● Task statement: Every record below is to be retyped exactly.

Stored items from a collection:
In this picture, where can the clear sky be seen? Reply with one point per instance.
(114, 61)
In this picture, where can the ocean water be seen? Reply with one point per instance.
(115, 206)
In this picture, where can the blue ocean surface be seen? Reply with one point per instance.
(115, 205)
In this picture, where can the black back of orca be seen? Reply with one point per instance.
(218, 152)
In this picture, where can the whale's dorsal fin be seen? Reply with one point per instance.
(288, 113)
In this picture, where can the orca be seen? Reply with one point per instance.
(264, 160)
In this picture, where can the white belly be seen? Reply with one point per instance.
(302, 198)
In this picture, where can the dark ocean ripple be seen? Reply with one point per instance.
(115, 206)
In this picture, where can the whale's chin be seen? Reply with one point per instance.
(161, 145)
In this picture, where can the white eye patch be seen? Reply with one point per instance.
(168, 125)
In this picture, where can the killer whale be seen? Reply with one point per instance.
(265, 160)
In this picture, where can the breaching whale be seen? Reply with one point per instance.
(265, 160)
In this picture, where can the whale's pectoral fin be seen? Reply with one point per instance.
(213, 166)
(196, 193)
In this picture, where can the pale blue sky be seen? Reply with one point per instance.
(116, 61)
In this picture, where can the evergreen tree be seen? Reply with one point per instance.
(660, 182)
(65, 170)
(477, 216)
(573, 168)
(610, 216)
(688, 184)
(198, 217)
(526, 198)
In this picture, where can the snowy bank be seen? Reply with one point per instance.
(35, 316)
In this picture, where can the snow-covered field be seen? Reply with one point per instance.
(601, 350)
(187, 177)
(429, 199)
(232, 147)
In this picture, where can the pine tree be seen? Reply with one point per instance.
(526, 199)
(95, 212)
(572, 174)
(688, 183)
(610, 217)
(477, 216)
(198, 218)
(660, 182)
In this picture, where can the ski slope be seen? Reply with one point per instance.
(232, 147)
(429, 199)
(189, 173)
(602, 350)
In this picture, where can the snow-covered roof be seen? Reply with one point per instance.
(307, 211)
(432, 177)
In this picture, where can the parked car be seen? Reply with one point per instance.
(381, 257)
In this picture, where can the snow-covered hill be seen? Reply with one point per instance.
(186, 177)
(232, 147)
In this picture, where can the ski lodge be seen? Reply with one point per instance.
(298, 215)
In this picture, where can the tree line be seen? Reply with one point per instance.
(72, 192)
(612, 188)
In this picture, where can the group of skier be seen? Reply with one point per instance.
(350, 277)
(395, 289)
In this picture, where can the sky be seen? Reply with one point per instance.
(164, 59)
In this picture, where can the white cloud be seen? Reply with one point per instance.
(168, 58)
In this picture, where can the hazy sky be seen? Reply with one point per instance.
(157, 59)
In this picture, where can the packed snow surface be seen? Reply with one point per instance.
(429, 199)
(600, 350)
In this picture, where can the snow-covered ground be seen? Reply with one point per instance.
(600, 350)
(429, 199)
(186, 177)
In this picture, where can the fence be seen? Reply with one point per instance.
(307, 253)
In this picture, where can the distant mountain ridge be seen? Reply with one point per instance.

● Result of this task:
In this picture, where can the clear sky be seen? Reply with one point per instance.
(114, 61)
In this picture, where can the ocean water be seen? Reply with one point per instance.
(115, 206)
In this picture, where can the blue ocean surface be seen? Reply with one point per instance.
(115, 205)
In this picture, where can the black back of orca be seen? Reply with one point per instance.
(218, 152)
In this picture, where can the whale's dorsal fin be seen? Reply with one point per instance.
(288, 113)
In this picture, where can the orca be seen? Reply with one point per instance.
(264, 160)
In this picture, where can the white belly be seen? Reply with one point per instance.
(302, 198)
In this picture, where can the dark ocean ripple be seen? Reply with one point per instance.
(115, 206)
In this picture, where can the whale's chin be seen? Reply with one point per instance.
(161, 145)
In this picture, where can the white eye patch be seen? Reply with one point per instance.
(168, 125)
In this picture, where can the killer whale be seen? Reply with one point per instance.
(265, 160)
In this picture, where can the breaching whale be seen? Reply with one point per instance.
(265, 160)
In this picture, where can the whale's pectoral fin be seen? Reply with one point per instance.
(213, 166)
(196, 193)
In this picture, where can the pale blue sky be seen? Reply with one point per instance.
(116, 61)
In this picture, where can the evergreen tree be seen? Reply with one point per instance.
(660, 182)
(65, 170)
(477, 216)
(573, 168)
(610, 216)
(688, 184)
(198, 217)
(526, 198)
In this picture, where can the snowy bank be seen? Reply with one point per instance.
(35, 316)
In this picture, where can the snow-covered field be seen? Reply with one point per instance.
(601, 350)
(187, 177)
(429, 199)
(232, 147)
In this picture, where can the pine tree be seen? Reply with one point per instance.
(526, 199)
(95, 212)
(572, 174)
(688, 183)
(610, 217)
(477, 216)
(198, 218)
(660, 182)
In this picture, where can the ski slope be seen? Reply with one point per instance.
(232, 147)
(429, 199)
(189, 173)
(602, 350)
In this picture, where can the snow-covered roof be seen? Reply with one point per instance.
(307, 211)
(432, 177)
In this picture, where can the parked car be seen? Reply with one point per instance.
(381, 257)
In this picture, where can the snow-covered hill be seen? Reply with one point per instance.
(186, 177)
(232, 147)
In this picture, where can the ski lodge be seen? Reply with one point per instance.
(298, 215)
In this picture, where can the tree line be seen? Reply with one point per instance.
(72, 192)
(612, 188)
In this picture, where can the group of skier be seen? Reply with one point per instance.
(350, 277)
(395, 289)
In this picture, where can the sky be seen? Reply with one point per instance.
(164, 59)
In this picture, where can the white cloud be seen? Reply with one point per instance.
(168, 58)
In this picture, where can the hazy sky be seen? Reply with one point per instance.
(157, 59)
In this picture, where can the packed snow surface be seen? Reply with one point per instance.
(429, 199)
(600, 350)
In this picture, where can the snow-covered ground be seen? Reply with one point per instance.
(600, 350)
(429, 199)
(186, 177)
In this picture, where can the fence be seen? Reply with one point per instance.
(307, 253)
In this picture, where can the distant mountain ridge be seen? Reply with one point per instance.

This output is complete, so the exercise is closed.